:: TEXTO DE ORIGEN ::
┌────────

EL MUNDO › OPINION

Una profundización del retroceso

Por Rubén Dri *

Con Juan Pablo II se produjo en la Iglesia un profundo y largo retroceso respecto de las perspectivas que había abierto el Concilio Vaticano II. Con Benedicto XVI se redobla el retroceso. Podemos hablar de un retroceso al cuadrado. Para imaginar lo que será el gobierno de Ratzinger debemos fijarnos en su práctica durante todo el pontificado de Juan Pablo II y en su teología.
Su práctica se muestra con absoluta claridad en su comportamiento al frente de la Congregación para la Doctrina de la Fe. Esta denominación esconde la realidad de dicha congregación, pues no es otra cosa que la “Santa Inquisición”. Es cierto que Ratzinger no mandó a nadie a la hoguera, que no hizo torturar físicamente a ningún teólogo. Pero sí lo hizo psicológicamente, moralmente.
La muestra más palpable la podemos ver en la Instrucción sobre la vocación eclesial del teólogo que, como prefecto de la Congregación para la Fe, publicó el 24 de mayo de 1990. Allí deja ver claramente la teología fundamentalista con la que condenó a la Teología de la Liberación y a cuanto teólogo, ya fuese de dicha teología o de otras teologías del centro europeo que juzgase herética.
Con claridad dice el documento que Dios dio a la Iglesia “una participación en su propia infalibilidad”, por lo cual el magisterio de la Iglesia “es el solo y auténtico intérprete de la palabra de Dios escrita o transmitida”. De manera que Dios no habla en la historia. Ya habló de una vez para siempre. Estableció las verdades que hay que aceptar sí o sí. El magisterio es el encargado de interpretarlas.
Efectivamente, la misión del magisterio es proteger al pueblo “de las desviaciones y extravíos y garantizarle la posibilidad objetiva de profesar sin errores la fe auténtica, en todo momento y en las diversas situaciones”. Ya conocemos algunas de esas desviaciones y de esos extravíos que amenazan al pueblo. Se llaman marxismo, materialismo, laicismo, relativismo, un concepto de libertad que desemboca en el “libertinaje”, la homosexualidad, la pretensión del sacerdocio para la mujer.

└────────

:: ENTRADAS PROPORCIONADAS ::

┌────────

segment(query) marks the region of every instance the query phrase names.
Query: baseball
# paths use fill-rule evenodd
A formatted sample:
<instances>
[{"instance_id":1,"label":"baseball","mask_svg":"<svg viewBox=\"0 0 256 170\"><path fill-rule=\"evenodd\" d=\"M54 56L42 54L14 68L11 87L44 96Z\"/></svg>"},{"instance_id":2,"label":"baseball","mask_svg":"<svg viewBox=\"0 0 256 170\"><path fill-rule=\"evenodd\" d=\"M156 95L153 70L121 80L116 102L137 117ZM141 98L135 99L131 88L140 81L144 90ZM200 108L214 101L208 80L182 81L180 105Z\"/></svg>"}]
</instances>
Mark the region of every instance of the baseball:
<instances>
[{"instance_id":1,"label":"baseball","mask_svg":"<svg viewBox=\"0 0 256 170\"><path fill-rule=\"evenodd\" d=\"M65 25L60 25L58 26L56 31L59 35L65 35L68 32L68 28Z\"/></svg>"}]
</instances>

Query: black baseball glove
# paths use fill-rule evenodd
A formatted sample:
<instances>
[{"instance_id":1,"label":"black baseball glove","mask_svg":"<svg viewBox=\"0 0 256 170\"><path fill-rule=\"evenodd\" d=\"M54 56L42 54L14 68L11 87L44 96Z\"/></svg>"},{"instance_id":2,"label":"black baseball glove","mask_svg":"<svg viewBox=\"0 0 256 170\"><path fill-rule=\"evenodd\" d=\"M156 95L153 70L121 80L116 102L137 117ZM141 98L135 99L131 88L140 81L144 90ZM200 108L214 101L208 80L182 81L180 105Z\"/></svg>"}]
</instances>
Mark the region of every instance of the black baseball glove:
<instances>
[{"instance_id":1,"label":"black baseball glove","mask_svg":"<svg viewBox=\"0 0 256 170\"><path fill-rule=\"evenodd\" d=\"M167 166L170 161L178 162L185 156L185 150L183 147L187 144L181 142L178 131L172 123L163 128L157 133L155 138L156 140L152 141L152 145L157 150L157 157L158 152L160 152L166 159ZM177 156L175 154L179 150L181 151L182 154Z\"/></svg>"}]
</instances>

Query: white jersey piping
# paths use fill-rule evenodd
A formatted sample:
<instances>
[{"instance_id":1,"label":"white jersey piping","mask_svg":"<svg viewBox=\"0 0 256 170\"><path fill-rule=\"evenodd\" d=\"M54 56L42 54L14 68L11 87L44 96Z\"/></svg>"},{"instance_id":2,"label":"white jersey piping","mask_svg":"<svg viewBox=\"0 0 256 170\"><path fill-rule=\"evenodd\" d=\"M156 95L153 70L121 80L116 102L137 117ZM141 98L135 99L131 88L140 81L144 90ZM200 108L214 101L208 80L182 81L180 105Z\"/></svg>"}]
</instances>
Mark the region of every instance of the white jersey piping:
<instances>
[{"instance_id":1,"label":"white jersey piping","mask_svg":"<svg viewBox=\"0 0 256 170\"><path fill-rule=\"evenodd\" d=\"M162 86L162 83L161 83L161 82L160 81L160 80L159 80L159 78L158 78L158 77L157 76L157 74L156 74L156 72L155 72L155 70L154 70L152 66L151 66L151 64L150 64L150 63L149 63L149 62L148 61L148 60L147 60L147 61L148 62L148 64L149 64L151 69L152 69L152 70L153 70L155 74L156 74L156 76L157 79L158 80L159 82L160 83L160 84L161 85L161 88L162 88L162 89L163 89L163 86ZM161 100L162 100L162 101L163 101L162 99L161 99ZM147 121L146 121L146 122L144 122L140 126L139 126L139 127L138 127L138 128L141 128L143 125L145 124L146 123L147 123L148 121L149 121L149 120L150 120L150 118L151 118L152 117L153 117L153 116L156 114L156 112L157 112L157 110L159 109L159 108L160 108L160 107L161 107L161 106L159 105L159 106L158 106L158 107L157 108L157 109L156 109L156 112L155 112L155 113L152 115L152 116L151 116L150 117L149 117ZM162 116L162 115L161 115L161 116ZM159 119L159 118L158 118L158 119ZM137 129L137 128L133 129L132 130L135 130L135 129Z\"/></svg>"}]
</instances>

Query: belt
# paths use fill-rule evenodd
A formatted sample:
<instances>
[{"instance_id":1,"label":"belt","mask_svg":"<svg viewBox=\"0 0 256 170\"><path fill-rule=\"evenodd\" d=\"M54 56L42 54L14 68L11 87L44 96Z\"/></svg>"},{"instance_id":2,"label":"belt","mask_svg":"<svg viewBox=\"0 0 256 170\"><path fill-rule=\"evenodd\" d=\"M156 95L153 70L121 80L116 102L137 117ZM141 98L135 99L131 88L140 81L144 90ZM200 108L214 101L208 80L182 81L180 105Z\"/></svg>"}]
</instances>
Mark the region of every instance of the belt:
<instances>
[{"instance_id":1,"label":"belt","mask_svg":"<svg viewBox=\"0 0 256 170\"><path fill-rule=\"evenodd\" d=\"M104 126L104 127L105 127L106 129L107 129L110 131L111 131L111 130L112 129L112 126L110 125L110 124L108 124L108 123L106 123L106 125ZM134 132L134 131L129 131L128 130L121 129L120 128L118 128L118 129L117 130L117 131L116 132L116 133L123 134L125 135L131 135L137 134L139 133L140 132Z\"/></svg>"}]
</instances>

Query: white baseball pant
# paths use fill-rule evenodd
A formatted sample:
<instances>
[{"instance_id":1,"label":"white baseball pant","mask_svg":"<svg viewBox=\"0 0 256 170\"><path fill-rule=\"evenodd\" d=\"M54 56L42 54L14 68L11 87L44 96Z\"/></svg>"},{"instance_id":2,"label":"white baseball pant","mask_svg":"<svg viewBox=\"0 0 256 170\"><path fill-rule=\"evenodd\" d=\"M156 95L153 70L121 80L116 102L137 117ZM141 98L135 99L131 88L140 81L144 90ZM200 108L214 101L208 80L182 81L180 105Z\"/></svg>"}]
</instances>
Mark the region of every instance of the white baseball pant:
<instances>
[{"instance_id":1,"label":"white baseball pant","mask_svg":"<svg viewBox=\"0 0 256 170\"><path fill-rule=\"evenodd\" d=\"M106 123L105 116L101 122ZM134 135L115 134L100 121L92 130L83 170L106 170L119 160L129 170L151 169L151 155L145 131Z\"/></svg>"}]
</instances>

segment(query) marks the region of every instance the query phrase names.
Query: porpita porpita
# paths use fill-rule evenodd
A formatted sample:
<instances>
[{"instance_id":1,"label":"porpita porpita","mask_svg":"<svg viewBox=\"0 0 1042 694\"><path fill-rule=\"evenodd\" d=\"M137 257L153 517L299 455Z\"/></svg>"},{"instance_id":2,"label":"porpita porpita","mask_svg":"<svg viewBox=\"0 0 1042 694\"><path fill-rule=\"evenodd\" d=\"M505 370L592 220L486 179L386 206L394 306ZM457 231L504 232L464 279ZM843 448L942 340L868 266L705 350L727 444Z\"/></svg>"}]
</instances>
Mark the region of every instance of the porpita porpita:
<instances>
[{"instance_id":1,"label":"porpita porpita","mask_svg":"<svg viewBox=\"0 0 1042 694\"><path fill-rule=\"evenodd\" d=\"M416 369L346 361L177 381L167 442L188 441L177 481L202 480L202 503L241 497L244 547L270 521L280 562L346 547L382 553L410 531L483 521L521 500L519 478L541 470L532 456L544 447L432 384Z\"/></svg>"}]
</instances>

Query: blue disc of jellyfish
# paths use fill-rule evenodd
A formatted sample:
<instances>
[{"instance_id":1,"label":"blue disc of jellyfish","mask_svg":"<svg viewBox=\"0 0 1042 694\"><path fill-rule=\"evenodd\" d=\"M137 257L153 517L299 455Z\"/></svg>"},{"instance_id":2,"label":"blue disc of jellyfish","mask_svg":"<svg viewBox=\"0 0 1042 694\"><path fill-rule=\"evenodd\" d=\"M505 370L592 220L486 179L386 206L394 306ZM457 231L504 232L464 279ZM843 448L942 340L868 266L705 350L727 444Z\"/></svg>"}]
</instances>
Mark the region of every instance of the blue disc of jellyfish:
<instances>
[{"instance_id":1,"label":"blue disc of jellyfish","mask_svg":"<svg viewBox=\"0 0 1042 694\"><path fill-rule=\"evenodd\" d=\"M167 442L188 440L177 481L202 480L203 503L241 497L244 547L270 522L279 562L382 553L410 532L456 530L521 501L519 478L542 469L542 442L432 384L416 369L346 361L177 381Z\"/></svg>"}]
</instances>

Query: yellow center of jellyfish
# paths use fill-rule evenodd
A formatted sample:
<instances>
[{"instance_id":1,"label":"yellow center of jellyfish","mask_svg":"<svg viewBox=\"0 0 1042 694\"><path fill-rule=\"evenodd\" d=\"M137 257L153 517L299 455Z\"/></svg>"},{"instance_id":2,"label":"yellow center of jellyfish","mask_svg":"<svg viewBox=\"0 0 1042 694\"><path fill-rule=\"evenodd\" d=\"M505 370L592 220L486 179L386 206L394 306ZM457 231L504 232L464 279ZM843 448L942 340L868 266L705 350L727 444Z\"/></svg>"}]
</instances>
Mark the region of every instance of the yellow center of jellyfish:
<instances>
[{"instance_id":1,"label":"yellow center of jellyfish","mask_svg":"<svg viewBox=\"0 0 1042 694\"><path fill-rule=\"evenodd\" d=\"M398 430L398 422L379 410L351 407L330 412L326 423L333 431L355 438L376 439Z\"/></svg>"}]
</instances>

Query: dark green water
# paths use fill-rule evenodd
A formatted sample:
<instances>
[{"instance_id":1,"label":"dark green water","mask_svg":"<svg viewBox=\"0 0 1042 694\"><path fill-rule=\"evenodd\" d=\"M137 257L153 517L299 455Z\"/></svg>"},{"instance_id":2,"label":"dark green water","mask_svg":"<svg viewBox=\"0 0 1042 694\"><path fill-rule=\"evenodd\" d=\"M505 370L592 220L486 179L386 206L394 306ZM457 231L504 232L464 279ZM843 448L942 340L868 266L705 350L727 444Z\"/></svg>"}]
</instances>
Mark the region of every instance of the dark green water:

└────────

Convierte en una lista breve el párrafo de la columna de opinión que empieza con «Con claridad dice el documento» y conserva sus datos principales.

:: RESPUESTA DEL EJERCICIO ::
- Según el documento, Dios dio a la Iglesia «una participación en su propia infalibilidad».
- Por eso, el magisterio de la Iglesia es «el solo y auténtico intérprete de la palabra de Dios escrita o transmitida».
- Dios no habla en la historia, sino que habló de una vez para siempre.
- Estableció verdades que hay que aceptar sí o sí.
- El magisterio se encarga de interpretarlas.